**YOUR GOAL**: Extract the text of every entry below exactly; leave images out.

Contour labeling entries:
=====
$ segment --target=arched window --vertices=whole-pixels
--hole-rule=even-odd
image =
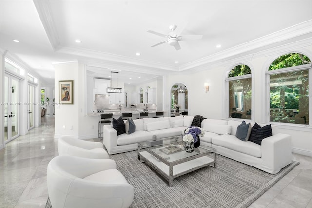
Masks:
[[[246,65],[239,65],[229,73],[229,117],[251,119],[252,73]]]
[[[299,53],[283,55],[271,63],[266,72],[270,122],[309,124],[311,69],[310,59]]]

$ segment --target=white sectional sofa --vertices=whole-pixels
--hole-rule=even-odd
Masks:
[[[153,135],[156,135],[157,139],[183,135],[193,118],[192,116],[181,116],[137,119],[134,120],[136,125],[134,133],[118,136],[112,126],[104,125],[103,143],[109,154],[136,150],[138,142],[151,139]],[[168,128],[164,128],[165,125],[162,125],[162,122],[159,122],[161,121],[169,122]],[[217,154],[271,174],[278,173],[291,163],[290,135],[278,133],[277,126],[271,125],[272,136],[264,139],[261,145],[243,141],[235,136],[237,126],[242,121],[204,119],[201,127],[205,133],[200,138],[201,146],[214,148]],[[261,127],[267,125],[258,124]],[[253,126],[254,123],[251,124]],[[159,128],[161,129],[157,129]]]
[[[109,154],[134,150],[137,149],[138,143],[151,140],[153,135],[161,139],[184,134],[193,119],[193,117],[189,116],[135,119],[136,131],[119,136],[112,125],[105,125],[103,143]]]

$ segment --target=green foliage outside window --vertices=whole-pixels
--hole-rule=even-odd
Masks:
[[[311,63],[302,54],[292,53],[274,61],[269,71]],[[271,74],[270,121],[309,123],[309,70]]]

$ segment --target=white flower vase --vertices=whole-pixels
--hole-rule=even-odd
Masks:
[[[193,142],[185,142],[184,150],[186,152],[191,153],[194,151],[194,143]]]

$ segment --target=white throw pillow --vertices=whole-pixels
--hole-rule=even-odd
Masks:
[[[147,131],[154,131],[154,130],[164,129],[170,128],[169,121],[159,121],[156,122],[147,123],[146,124]]]
[[[205,131],[215,133],[220,135],[229,135],[232,129],[230,125],[209,124],[205,125]]]
[[[172,127],[177,128],[178,127],[183,126],[184,125],[184,120],[183,119],[179,119],[172,122]]]

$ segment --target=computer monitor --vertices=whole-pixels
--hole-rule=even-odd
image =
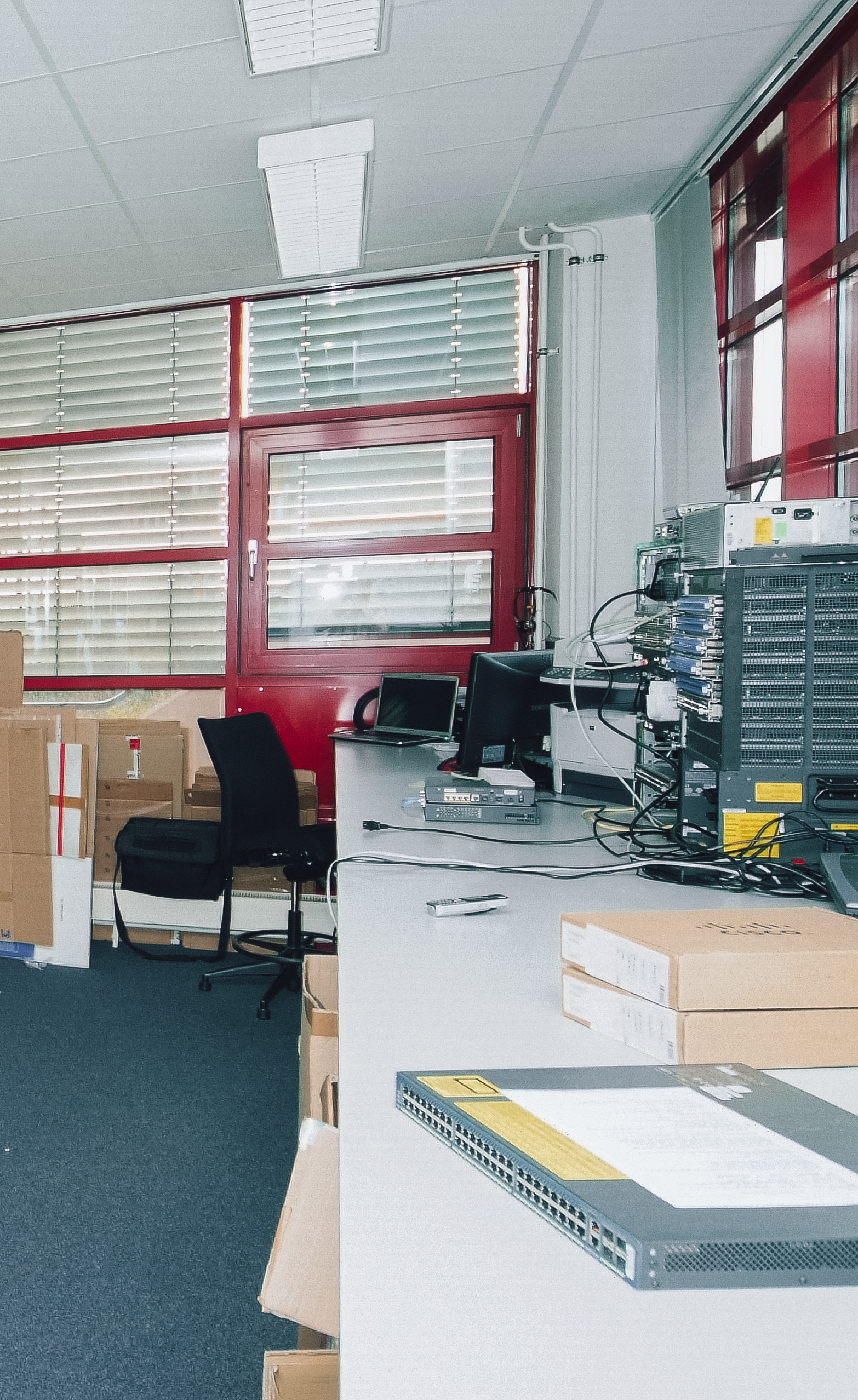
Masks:
[[[540,676],[554,664],[553,651],[476,651],[467,671],[467,696],[456,767],[511,763],[521,755],[542,755],[550,734],[551,686]]]

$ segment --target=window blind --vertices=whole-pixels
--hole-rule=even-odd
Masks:
[[[522,266],[251,301],[245,413],[522,393],[528,298]]]
[[[0,554],[227,543],[225,433],[0,452]]]
[[[272,650],[488,641],[491,553],[272,560]]]
[[[491,529],[491,438],[284,452],[269,459],[269,540]]]
[[[0,434],[225,419],[230,308],[0,333]]]
[[[227,563],[0,571],[27,676],[223,675]]]

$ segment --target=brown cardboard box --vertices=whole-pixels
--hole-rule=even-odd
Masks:
[[[308,953],[302,967],[298,1120],[323,1121],[322,1085],[339,1077],[337,959]]]
[[[857,925],[806,906],[575,913],[561,958],[675,1011],[858,1007]]]
[[[266,1351],[262,1400],[337,1400],[339,1393],[337,1351]]]
[[[125,783],[169,783],[172,791],[172,815],[182,816],[182,791],[185,788],[185,731],[175,721],[123,720],[102,721],[98,727],[98,781]],[[129,778],[134,770],[134,753],[129,738],[140,739],[140,777]]]
[[[563,970],[563,1012],[665,1064],[736,1061],[754,1070],[858,1064],[858,1009],[673,1011]]]
[[[339,1236],[339,1133],[326,1123],[305,1119],[259,1294],[263,1312],[336,1337]]]

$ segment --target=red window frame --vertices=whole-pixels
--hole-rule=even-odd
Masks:
[[[410,410],[410,406],[409,406]],[[491,438],[494,442],[493,529],[456,535],[398,535],[385,538],[336,536],[321,540],[270,545],[267,542],[267,459],[273,452],[314,452],[332,448],[395,445]],[[523,517],[518,508],[525,490],[523,414],[521,407],[462,409],[446,413],[403,416],[375,414],[360,419],[260,428],[244,434],[242,448],[242,549],[241,570],[241,666],[244,675],[350,673],[392,669],[460,671],[473,643],[427,645],[300,647],[269,650],[266,645],[266,575],[276,559],[325,559],[349,554],[424,554],[491,552],[491,640],[477,650],[512,650],[516,640],[512,598],[523,568]],[[248,581],[246,540],[259,542],[256,580]]]

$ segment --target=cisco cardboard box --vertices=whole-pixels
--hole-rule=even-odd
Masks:
[[[298,1121],[323,1121],[322,1086],[339,1074],[337,959],[308,953],[302,969],[298,1040]]]
[[[266,1351],[262,1400],[337,1400],[337,1351]]]
[[[858,1009],[673,1011],[563,970],[563,1014],[663,1064],[736,1061],[754,1070],[858,1064]]]
[[[340,1329],[339,1183],[337,1130],[304,1119],[259,1302],[328,1337]]]
[[[561,916],[564,963],[675,1011],[858,1007],[858,920],[808,907]]]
=====
**TASK OUTPUT**:
$ segment --target=arched window --vertices=whole-pixels
--hole-rule=even-odd
image =
Masks:
[[[246,65],[239,65],[229,73],[229,117],[251,119],[252,73]]]
[[[299,53],[283,55],[271,63],[266,72],[270,122],[309,124],[311,69],[310,59]]]

$ segment --target=white sectional sofa --vertices=whole-pixels
--hole-rule=even-odd
Masks:
[[[153,135],[156,135],[157,139],[183,135],[193,118],[192,116],[181,116],[137,119],[134,120],[136,125],[134,133],[118,136],[112,126],[104,125],[103,143],[109,154],[136,150],[138,142],[151,139]],[[168,128],[164,128],[165,125],[162,125],[162,122],[159,122],[161,121],[169,122]],[[217,154],[271,174],[278,173],[291,163],[290,135],[278,133],[277,126],[271,125],[272,136],[264,139],[261,145],[243,141],[235,136],[237,126],[242,121],[204,119],[201,127],[205,133],[200,138],[201,146],[214,148]],[[261,127],[267,125],[258,124]],[[253,126],[254,123],[251,124]],[[159,128],[161,129],[157,129]]]
[[[109,154],[134,150],[137,149],[138,143],[151,140],[153,135],[161,139],[184,134],[193,119],[193,117],[189,116],[135,119],[136,131],[119,136],[112,125],[105,125],[103,143]]]

$ segment --target=green foliage outside window --vertices=whole-pixels
--hole-rule=even-odd
Masks:
[[[311,63],[302,54],[292,53],[274,61],[269,71]],[[271,74],[270,121],[309,123],[309,70]]]

$ segment --target=white flower vase --vertices=whole-pixels
--hole-rule=even-odd
Masks:
[[[193,142],[185,142],[184,150],[186,152],[191,153],[194,151],[194,143]]]

$ segment --target=white throw pillow --vertices=whole-pixels
--hole-rule=even-odd
Masks:
[[[147,131],[154,131],[154,130],[164,129],[170,128],[169,121],[159,121],[156,122],[147,123],[146,124]]]
[[[205,131],[215,133],[220,135],[229,135],[232,129],[230,125],[209,124],[205,125]]]
[[[172,127],[177,128],[178,127],[183,126],[184,125],[184,120],[183,119],[179,119],[172,122]]]

$ segment --target=computer monitor --vertices=whole-pixels
--hole-rule=even-odd
image =
Masks:
[[[540,676],[554,664],[553,651],[476,651],[467,671],[467,696],[456,767],[511,763],[521,755],[542,755],[550,734],[551,686]]]

$ segment --target=window blind --vertices=whole-pixels
--hole-rule=even-odd
Masks:
[[[522,266],[251,301],[245,413],[522,393],[528,298]]]
[[[0,554],[227,543],[225,433],[0,452]]]
[[[272,650],[488,641],[491,553],[272,560]]]
[[[491,529],[491,438],[284,452],[269,459],[269,540]]]
[[[0,434],[225,419],[230,308],[0,333]]]
[[[227,563],[0,571],[27,676],[223,675]]]

$ segment --target=brown cardboard box --vertices=whole-pixels
--hole-rule=even-odd
Masks:
[[[308,953],[302,967],[298,1120],[323,1121],[322,1085],[339,1077],[337,959]]]
[[[857,925],[806,906],[575,913],[561,958],[675,1011],[858,1007]]]
[[[266,1351],[262,1400],[337,1400],[339,1393],[337,1351]]]
[[[125,783],[169,783],[172,791],[172,815],[182,816],[182,791],[185,788],[185,731],[175,721],[123,720],[102,721],[98,727],[98,781]],[[129,778],[134,770],[134,753],[129,738],[140,739],[140,777]]]
[[[563,970],[563,1012],[665,1064],[736,1061],[754,1070],[858,1064],[858,1009],[673,1011]]]
[[[339,1236],[339,1133],[326,1123],[305,1119],[259,1294],[263,1312],[336,1337]]]

$ segment --target=red window frame --vertices=whole-pixels
--hole-rule=even-odd
Masks:
[[[410,410],[410,406],[409,406]],[[491,438],[494,442],[493,529],[456,535],[398,535],[385,538],[336,536],[321,540],[270,545],[267,542],[267,459],[273,452],[314,452],[332,448],[395,445]],[[523,517],[518,508],[525,490],[523,414],[521,407],[462,409],[446,413],[403,416],[375,414],[360,419],[260,428],[244,434],[242,448],[242,549],[241,570],[241,666],[244,675],[350,673],[392,669],[460,671],[473,643],[427,645],[300,647],[269,650],[266,645],[266,575],[276,559],[325,559],[349,554],[424,554],[491,552],[491,640],[477,650],[512,650],[516,640],[512,598],[523,568]],[[248,581],[246,540],[259,542],[256,580]]]

$ segment --target=cisco cardboard box --vertices=whole-pixels
--hole-rule=even-odd
Masks:
[[[298,1121],[323,1121],[322,1086],[339,1074],[337,959],[308,953],[302,969],[298,1040]]]
[[[266,1351],[262,1400],[337,1400],[337,1351]]]
[[[858,1009],[673,1011],[563,970],[563,1014],[663,1064],[736,1061],[754,1070],[858,1064]]]
[[[340,1329],[339,1183],[337,1130],[304,1119],[259,1302],[328,1337]]]
[[[561,916],[564,963],[675,1011],[858,1007],[858,920],[808,907]]]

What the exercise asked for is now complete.